[START The records]

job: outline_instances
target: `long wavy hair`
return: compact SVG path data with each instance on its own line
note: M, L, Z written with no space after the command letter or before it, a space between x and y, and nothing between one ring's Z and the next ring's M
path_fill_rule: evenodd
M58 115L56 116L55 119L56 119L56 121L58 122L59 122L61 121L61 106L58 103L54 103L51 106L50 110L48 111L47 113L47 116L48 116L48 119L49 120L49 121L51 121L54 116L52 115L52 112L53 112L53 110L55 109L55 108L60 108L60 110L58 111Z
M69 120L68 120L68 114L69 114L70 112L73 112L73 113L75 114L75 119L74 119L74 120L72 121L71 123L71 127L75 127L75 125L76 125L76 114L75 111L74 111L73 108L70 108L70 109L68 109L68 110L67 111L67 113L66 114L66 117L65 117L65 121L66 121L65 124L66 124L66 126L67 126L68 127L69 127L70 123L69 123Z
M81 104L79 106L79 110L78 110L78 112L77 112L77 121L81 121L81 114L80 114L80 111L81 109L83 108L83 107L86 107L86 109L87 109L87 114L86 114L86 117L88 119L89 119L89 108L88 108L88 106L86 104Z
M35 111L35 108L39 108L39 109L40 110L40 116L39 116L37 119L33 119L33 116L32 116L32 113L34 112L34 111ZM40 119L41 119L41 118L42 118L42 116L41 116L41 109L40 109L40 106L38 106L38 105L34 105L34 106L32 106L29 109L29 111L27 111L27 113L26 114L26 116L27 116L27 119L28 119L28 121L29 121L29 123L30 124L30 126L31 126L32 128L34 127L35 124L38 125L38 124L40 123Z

[END The records]

Given instruction
Please rewrite the records with "evenodd" replaced by "nonzero" and everything else left the same.

Output for this exercise
job: outline_instances
target: `long wavy hair`
return: compact SVG path data with each instance on its own line
note: M, L, Z written with no space after the command letter or before it, a space between x and y, and nothing between one ring's Z and the next ring's M
path_fill_rule: nonzero
M58 115L56 116L55 119L56 119L56 121L58 122L59 122L61 121L61 106L58 103L54 103L51 106L50 110L48 111L47 113L47 116L48 116L48 119L49 120L49 121L51 121L54 116L52 115L52 112L53 112L53 110L55 109L55 108L60 108L60 110L58 111Z
M69 120L68 120L68 114L69 114L70 112L73 112L73 113L75 114L75 119L74 119L74 120L72 121L71 123L71 127L75 127L75 125L76 125L76 114L75 111L74 111L73 108L70 108L70 109L68 109L68 110L67 111L67 113L66 114L66 117L65 117L65 121L66 121L65 124L66 124L66 126L67 126L68 127L69 127L70 123L69 123Z
M81 104L79 106L79 110L78 110L78 112L77 112L77 121L81 121L81 114L80 114L80 111L81 109L83 108L83 107L86 107L86 109L87 109L87 114L86 114L86 117L88 119L89 119L89 108L88 108L88 106L86 104Z
M35 111L35 108L39 108L39 109L40 110L40 116L39 116L37 119L33 119L33 116L32 116L32 113L34 112L34 111ZM40 119L41 119L41 118L42 118L42 116L41 116L41 109L40 109L40 106L38 106L38 105L34 105L34 106L32 106L29 109L29 111L27 111L27 113L26 114L26 116L27 116L27 119L28 119L28 121L29 121L29 123L30 124L30 126L31 126L32 128L34 127L35 124L38 125L38 124L40 123Z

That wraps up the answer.